___ Supplied passage ___
China
Trump’s blacklisting of #Huawei is failing to halt its growth
It turns out they were far too pessimistic. Huawei recorded an 18% rise in sales to a new high of 850 billion yuan ($122 billion) last year, although that was down from about 23% in the first half and missed its own internal targets. Company projections for 2020 are similar. Huawei holds the enviable position of being the world’s largest supplier of communications equipment to telecom operators and the largest smartphone maker globally after Samsung Electronics Co.
Huawei isn’t just surviving; it’s actually thriving in some areas. The question is for how long. Last week, executives warned in a New Year’s memo that survival itself is a priority, urging employees to brace for a difficult 2020. Inventories stockpiled months in advance of the May blacklisting are drying up. The company can no longer count on momentum alone to drive the business, Rotating Chairman Eric Xu warned.
How Huawei survived the US blacklisting could prove a case study in unintended consequences and a vast shift underway in global IT production. Huawei is a big customer for all of its suppliers, and a few actually cut ties after the blacklisting. Others lost out to rivals in Japan and South Korea. But American companies with extensive global operations, including Microsoft Corp. and chipmaker Micron Technology Inc., found legal ways around the ban, leaning on production outside the U.S. so Huawei-destined products wouldn’t be hit. Huawei itself put armies of engineers to work redesigning products to reduce its reliance on American parts.
Trump’s attack also had surprising implications for Huawei’s brand. A few countries, like Australia, agreed with the US president’s assessment and barred its equipment from their networks. But in the rest of the world, Huawei’s name recognition soared. After laboring in obscurity for decades, the maker of digital piping was suddenly front-page news everywhere. Beyond the U.S. and its close allies, telecom operators wanted to find out what all the fuss was about. In China, consumers and carriers rallied to Huawei’s side in response to what they saw as unfair persecution, driving a sales boom.
The Trump sanctions in some ways validated Huawei’s ability to develop cutting-edge technology, from fifth-generation networking gear to AI chips. On Tuesday (7 January), the new head of Canada’s biggest telecom firm, BCE Inc., became the latest to publicly endorse the Chinese company’s gear.
“It’s quite a stupid thing the U.S. is doing,” Zhang said, a key architect of Huawei’s global ambitions and efforts to mitigate the impact of American sanctions. “They are confused about how this business works.”
___ Recorded data ___
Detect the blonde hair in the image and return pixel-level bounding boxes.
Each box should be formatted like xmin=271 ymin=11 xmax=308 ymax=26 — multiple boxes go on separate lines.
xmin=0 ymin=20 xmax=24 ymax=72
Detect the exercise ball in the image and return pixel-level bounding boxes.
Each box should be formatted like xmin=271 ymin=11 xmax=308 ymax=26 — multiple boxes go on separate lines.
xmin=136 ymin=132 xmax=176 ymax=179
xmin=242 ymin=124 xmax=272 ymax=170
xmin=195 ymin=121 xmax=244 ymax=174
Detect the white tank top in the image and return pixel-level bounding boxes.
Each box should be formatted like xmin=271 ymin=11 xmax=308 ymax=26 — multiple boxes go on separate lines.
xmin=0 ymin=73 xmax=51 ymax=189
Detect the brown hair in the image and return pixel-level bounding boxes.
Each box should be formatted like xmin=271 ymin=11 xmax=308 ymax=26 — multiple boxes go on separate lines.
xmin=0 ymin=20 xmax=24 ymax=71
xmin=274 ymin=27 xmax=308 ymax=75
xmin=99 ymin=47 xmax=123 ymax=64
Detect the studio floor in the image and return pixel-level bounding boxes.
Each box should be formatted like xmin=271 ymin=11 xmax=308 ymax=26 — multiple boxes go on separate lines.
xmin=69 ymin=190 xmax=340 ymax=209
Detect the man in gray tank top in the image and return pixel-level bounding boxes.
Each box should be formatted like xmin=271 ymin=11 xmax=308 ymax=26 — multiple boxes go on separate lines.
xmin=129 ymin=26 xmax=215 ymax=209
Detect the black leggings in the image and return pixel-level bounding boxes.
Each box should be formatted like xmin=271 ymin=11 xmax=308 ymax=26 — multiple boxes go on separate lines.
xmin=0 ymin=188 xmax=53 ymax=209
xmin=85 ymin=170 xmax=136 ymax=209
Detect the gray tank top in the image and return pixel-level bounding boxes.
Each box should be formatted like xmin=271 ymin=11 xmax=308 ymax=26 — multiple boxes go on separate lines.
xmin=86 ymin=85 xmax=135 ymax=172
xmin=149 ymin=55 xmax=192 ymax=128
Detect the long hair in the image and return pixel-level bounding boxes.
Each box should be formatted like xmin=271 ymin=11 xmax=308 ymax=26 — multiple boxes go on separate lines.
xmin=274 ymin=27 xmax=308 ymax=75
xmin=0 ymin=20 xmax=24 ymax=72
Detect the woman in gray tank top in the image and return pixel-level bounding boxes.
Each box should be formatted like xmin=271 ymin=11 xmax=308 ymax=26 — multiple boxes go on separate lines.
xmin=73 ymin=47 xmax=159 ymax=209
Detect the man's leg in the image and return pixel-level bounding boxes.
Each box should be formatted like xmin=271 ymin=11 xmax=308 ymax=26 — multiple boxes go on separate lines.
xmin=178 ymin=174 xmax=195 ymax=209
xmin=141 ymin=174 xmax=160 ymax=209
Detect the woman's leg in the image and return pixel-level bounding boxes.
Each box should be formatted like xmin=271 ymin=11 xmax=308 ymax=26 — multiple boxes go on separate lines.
___
Work to do
- A) For the Huawei article, decide whether each statement agrees with the text. Answer yes or no, and quote the deciding words. (i) Huawei's sales rose 18% last year to 850 billion yuan. (ii) Microsoft and Micron cut ties with Huawei after the blacklisting. (iii) Australia barred Huawei equipment from its networks.
- B) Please rewrite everything in the Huawei article from "Huawei isn’t just" down to "Eric Xu warned.", swapping "employees" for "staff".
- C) In one to three sentences, explain why consumers and carriers in China rallied to Huawei's side, according to the Huawei article.

Solutions per task
- A)
(i) Yes: "Huawei recorded an 18% rise in sales to a new high of 850 billion yuan ($122 billion) last year"
(ii) No: "found legal ways around the ban, leaning on production outside the U.S. so Huawei-destined products wouldn’t be hit"
(iii) Yes: "A few countries, like Australia, agreed with the US president’s assessment and barred its equipment from their networks"

- B)
Huawei isn’t just surviving; it’s actually thriving in some areas. The question is for how long. Last week, executives warned in a New Year’s memo that survival itself is a priority, urging staff to brace for a difficult 2020. Inventories stockpiled months in advance of the May blacklisting are drying up. The company can no longer count on momentum alone to drive the business, Rotating Chairman Eric Xu warned.

- C) They rallied in response to what they saw as unfair persecution of Huawei, and their support drove a sales boom.